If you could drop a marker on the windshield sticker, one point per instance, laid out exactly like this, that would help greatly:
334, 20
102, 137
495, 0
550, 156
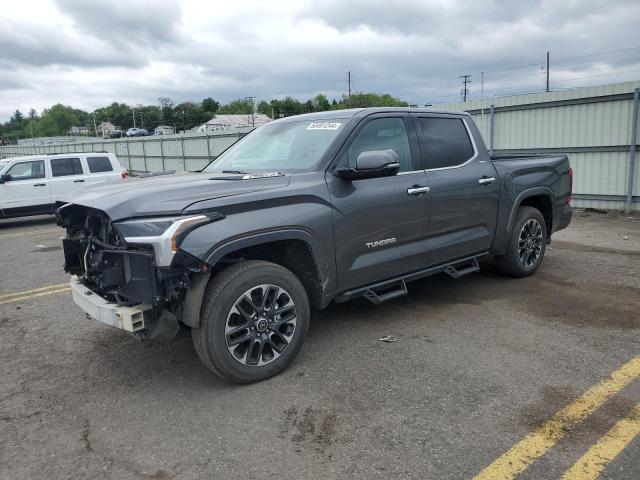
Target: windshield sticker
324, 126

====================

Given request: Copy every record character for character. Skip the pictures.

Complete answer:
If you could drop a marker on the windshield sticker, one point per instance, laid out exactly like this, that would help greatly:
334, 20
102, 137
495, 0
550, 156
Target: windshield sticker
324, 126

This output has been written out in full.